• To be done:
Repeat the entries that follow verbatim, without any of their pictures.

• Records shown:

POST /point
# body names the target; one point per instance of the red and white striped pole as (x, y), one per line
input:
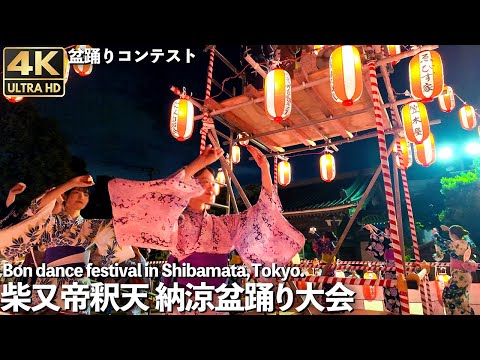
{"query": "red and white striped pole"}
(411, 220)
(275, 171)
(392, 217)
(207, 122)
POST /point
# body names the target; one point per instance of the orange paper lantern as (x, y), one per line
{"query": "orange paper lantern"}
(425, 153)
(426, 75)
(468, 118)
(241, 136)
(236, 154)
(415, 122)
(446, 99)
(369, 292)
(346, 82)
(403, 149)
(394, 50)
(278, 95)
(284, 173)
(327, 167)
(181, 119)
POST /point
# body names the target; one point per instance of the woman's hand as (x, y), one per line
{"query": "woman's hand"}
(264, 165)
(259, 157)
(14, 191)
(444, 228)
(210, 155)
(18, 188)
(207, 157)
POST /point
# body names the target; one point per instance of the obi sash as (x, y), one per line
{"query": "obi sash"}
(66, 256)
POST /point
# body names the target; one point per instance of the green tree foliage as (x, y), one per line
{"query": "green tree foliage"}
(32, 150)
(462, 201)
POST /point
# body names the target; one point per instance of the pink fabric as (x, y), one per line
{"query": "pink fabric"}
(456, 264)
(151, 214)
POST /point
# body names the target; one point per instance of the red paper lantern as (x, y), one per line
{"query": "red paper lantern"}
(468, 118)
(278, 95)
(83, 69)
(327, 167)
(426, 75)
(369, 292)
(446, 100)
(284, 174)
(415, 122)
(346, 82)
(425, 154)
(181, 119)
(403, 149)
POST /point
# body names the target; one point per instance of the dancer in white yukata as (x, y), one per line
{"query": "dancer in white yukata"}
(170, 214)
(64, 237)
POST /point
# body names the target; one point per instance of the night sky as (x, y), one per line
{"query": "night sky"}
(117, 118)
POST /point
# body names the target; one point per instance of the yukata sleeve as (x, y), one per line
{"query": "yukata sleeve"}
(262, 235)
(108, 248)
(146, 213)
(18, 239)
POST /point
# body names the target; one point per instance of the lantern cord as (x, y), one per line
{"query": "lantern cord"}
(465, 103)
(265, 64)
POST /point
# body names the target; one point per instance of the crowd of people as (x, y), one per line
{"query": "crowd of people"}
(165, 214)
(171, 214)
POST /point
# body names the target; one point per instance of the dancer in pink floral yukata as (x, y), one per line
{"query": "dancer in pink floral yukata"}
(170, 214)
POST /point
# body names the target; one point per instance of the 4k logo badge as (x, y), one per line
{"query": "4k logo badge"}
(34, 71)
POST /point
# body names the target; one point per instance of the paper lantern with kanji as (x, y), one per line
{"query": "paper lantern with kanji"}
(369, 291)
(236, 154)
(394, 50)
(327, 167)
(83, 69)
(425, 154)
(468, 118)
(403, 149)
(181, 119)
(426, 75)
(242, 136)
(220, 177)
(278, 95)
(14, 99)
(346, 82)
(440, 281)
(284, 173)
(415, 122)
(446, 100)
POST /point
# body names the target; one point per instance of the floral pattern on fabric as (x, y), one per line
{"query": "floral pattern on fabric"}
(455, 295)
(154, 214)
(42, 229)
(379, 244)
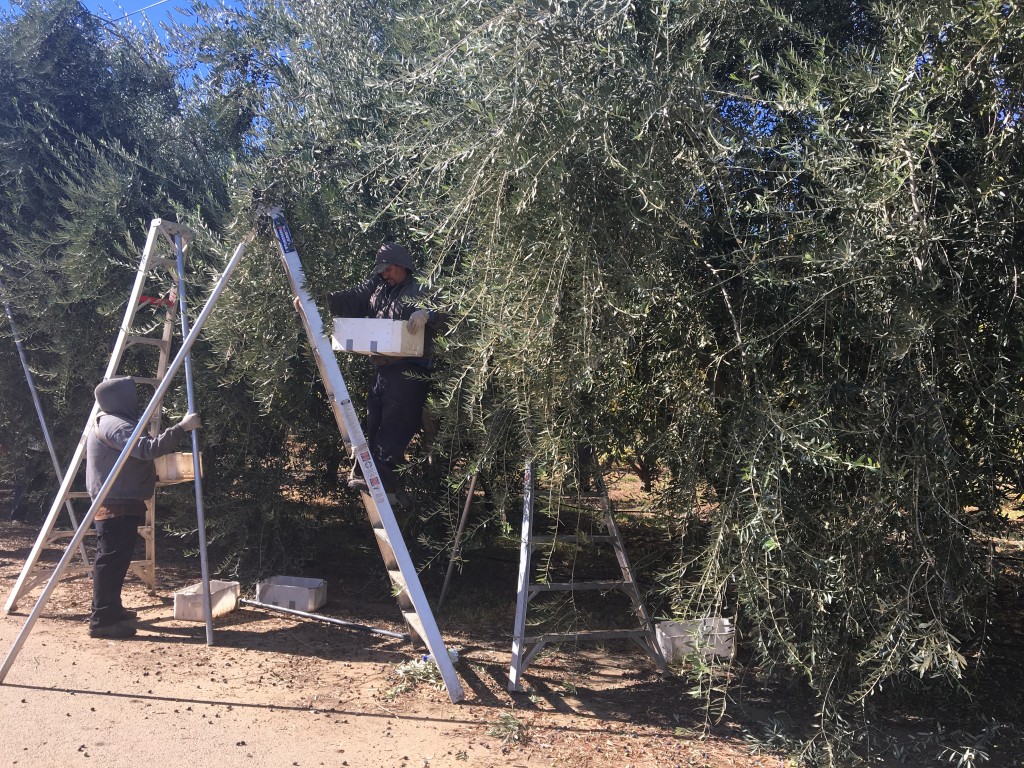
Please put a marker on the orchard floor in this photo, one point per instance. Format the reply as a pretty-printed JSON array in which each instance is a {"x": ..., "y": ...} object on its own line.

• Final answer:
POST /point
# body names the target; one point per instance of the red and white striped pole as (x, y), one per line
input:
{"query": "red and white striped pole"}
(411, 220)
(275, 171)
(392, 217)
(207, 122)
POST /point
# body names the target; one point per instance of the orange paper lantern as (x, y), one per line
{"query": "orange paper lantern"}
(425, 153)
(426, 75)
(468, 118)
(241, 136)
(236, 154)
(415, 122)
(446, 99)
(369, 292)
(346, 82)
(403, 149)
(394, 50)
(278, 95)
(284, 173)
(327, 167)
(181, 119)
POST /point
# body names the target; one point per instance of the woman's hand as (x, y), one per line
{"query": "woman's hand"}
(264, 165)
(259, 157)
(14, 191)
(444, 228)
(210, 155)
(18, 188)
(207, 157)
POST /point
# body names the target; one point per instance of the obi sash as (x, y), one per line
{"query": "obi sash"}
(66, 256)
POST /point
# body names the target; one point per instance of the green tree foliage as (x, y), one per line
{"query": "green tree foliage"}
(32, 150)
(462, 201)
POST /point
# body names the target; one point per instance of the pink fabric as (x, y), one per line
{"query": "pink fabric"}
(456, 264)
(151, 214)
POST /point
# body names the target; one point per instance of the red paper lantern as (x, y), one per line
{"query": "red paper lantern"}
(468, 118)
(278, 95)
(83, 69)
(327, 167)
(426, 75)
(369, 292)
(446, 100)
(284, 174)
(415, 122)
(346, 82)
(425, 154)
(181, 119)
(403, 149)
POST /point
# body names the target; one point per instance of the dancer in white yukata as (x, y), one per line
{"query": "dancer in white yukata"}
(170, 214)
(64, 237)
POST /point
# body names the target; one point per instance of the night sky as (x, y), one per line
{"query": "night sky"}
(117, 118)
POST /point
# body names the target; one point per instance of the yukata sleeve as (x, y), one per line
{"query": "yukata sleeve"}
(262, 235)
(108, 248)
(146, 213)
(18, 239)
POST /point
# body names the target; one point per instance of the lantern cord as (x, y), one per line
{"query": "lantern cord"}
(465, 103)
(265, 64)
POST /point
# body names the target; one point per instance of the crowd of people as (x, y), one per line
{"query": "crowd of people"}
(165, 214)
(171, 214)
POST /point
# body names the target; one point per instance of the dancer in pink floral yukata as (x, y), one per line
{"query": "dancer in pink floral yukata"}
(170, 214)
POST /point
# body names the target; one point per instance of the 4k logo badge as (x, y), one per line
{"query": "4k logo badge"}
(34, 71)
POST /point
# body names the target; one point per instance of the paper lantern with kanji as (x, y), one per line
{"query": "paper lantern with kanji"}
(369, 291)
(236, 154)
(394, 50)
(327, 167)
(83, 69)
(425, 154)
(468, 118)
(403, 149)
(181, 119)
(426, 75)
(242, 136)
(220, 177)
(278, 95)
(14, 99)
(346, 82)
(440, 281)
(284, 173)
(415, 122)
(446, 100)
POST /point
# body names the target; one point per instance of the floral pattern on fabric as (x, y), one per line
{"query": "floral pattern on fabric"}
(455, 295)
(154, 214)
(42, 229)
(379, 244)
Please put a marker on the orchard floor in this photo, one point per instance. Format the reply as a pretty-printed JSON array in which each instance is a {"x": ..., "y": ...} object on its own line.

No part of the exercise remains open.